** Start **

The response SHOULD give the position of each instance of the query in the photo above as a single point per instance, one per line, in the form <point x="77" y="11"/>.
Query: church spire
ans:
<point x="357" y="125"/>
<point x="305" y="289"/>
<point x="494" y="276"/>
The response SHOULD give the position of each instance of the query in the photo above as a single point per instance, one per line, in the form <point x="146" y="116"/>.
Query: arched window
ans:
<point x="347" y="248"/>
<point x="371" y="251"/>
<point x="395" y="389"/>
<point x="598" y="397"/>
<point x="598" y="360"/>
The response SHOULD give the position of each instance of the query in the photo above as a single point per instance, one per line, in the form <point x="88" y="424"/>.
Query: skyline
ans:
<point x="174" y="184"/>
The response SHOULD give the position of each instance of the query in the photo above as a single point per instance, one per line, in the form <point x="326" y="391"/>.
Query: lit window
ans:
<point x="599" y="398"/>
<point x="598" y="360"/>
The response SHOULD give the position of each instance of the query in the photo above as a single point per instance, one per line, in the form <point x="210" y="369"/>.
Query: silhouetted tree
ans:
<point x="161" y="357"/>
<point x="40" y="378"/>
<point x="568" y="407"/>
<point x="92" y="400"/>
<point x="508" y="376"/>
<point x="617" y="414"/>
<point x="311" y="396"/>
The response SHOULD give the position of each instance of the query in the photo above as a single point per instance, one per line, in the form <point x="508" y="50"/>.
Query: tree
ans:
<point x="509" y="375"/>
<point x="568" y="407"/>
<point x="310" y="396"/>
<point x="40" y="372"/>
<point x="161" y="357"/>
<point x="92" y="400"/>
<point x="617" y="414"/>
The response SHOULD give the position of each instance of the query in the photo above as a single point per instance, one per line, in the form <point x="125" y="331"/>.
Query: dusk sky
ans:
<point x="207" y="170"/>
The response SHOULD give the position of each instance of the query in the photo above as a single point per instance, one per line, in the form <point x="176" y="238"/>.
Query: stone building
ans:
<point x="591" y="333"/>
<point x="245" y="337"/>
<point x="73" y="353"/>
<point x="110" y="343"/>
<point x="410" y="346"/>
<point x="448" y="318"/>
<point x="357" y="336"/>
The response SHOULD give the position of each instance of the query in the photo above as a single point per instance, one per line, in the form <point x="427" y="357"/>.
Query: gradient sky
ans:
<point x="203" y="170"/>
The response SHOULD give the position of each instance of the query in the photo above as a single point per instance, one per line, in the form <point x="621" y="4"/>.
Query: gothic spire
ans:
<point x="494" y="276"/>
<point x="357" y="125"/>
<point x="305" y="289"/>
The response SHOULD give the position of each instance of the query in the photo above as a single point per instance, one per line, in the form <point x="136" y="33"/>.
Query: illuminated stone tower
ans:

** End **

Direction →
Repeat the whole listing exactly, keeping every line intact.

Task result →
The response SHOULD give the position of each instance of the query in the photo above as a single point per instance, one per line, in the form <point x="77" y="11"/>.
Query: church spire
ans:
<point x="357" y="125"/>
<point x="305" y="289"/>
<point x="494" y="276"/>
The response SHOULD give the position of each instance of the query in the photo above as a single point per instance, one per line, in the form <point x="146" y="116"/>.
Query: arched window
ans:
<point x="347" y="248"/>
<point x="371" y="251"/>
<point x="395" y="389"/>
<point x="598" y="397"/>
<point x="598" y="360"/>
The response SHOULD give the position of each instance of the query in the photo above as a single point per instance, one per line, in the form <point x="88" y="424"/>.
Query: skyline
ans:
<point x="174" y="184"/>
The response SHOULD give the position of each instance of the query in the photo above as a single point per instance, one per line, in the form <point x="326" y="391"/>.
Query: lit window
ans:
<point x="599" y="398"/>
<point x="598" y="360"/>
The response SHOULD give the position of each instance of the query in the photo above as a single point per instance, one per line, in the form <point x="210" y="369"/>.
Query: silhouetted tree
ans:
<point x="161" y="357"/>
<point x="40" y="378"/>
<point x="568" y="407"/>
<point x="92" y="400"/>
<point x="508" y="376"/>
<point x="617" y="414"/>
<point x="311" y="396"/>
The response SHOULD give the position of each instance of the query in the photo above as a single point per instance, one per line, in the form <point x="508" y="50"/>.
Query: tree
ans:
<point x="509" y="375"/>
<point x="568" y="407"/>
<point x="310" y="396"/>
<point x="40" y="372"/>
<point x="161" y="357"/>
<point x="92" y="400"/>
<point x="617" y="414"/>
The response SHOULD give the position of each instance of the query in the photo above as a single point per instance, one per line, in the form <point x="125" y="331"/>.
Query: dusk sky
ans:
<point x="207" y="170"/>
The response SHOULD give the position of each instance of the query in the photo above as a single point per instance, one per line, in the form <point x="176" y="238"/>.
Query: stone building
ans:
<point x="591" y="333"/>
<point x="245" y="337"/>
<point x="73" y="353"/>
<point x="110" y="343"/>
<point x="410" y="346"/>
<point x="448" y="318"/>
<point x="357" y="336"/>
The response SHOULD give the position of each instance of the query in the photo above as a single point per instance, one per line, in the form <point x="427" y="357"/>.
Query: gradient sky
ans:
<point x="203" y="170"/>
The response SHOULD give the position of each instance of the query in the photo above as a single point per instance, one per line, in the form <point x="621" y="4"/>.
Query: gothic spire
ans:
<point x="494" y="276"/>
<point x="357" y="125"/>
<point x="305" y="289"/>
The response SHOULD give the position of each instance of the query in the photo above as a single point per instance, one per line, in the form <point x="136" y="33"/>.
Query: illuminated stone tower
ans:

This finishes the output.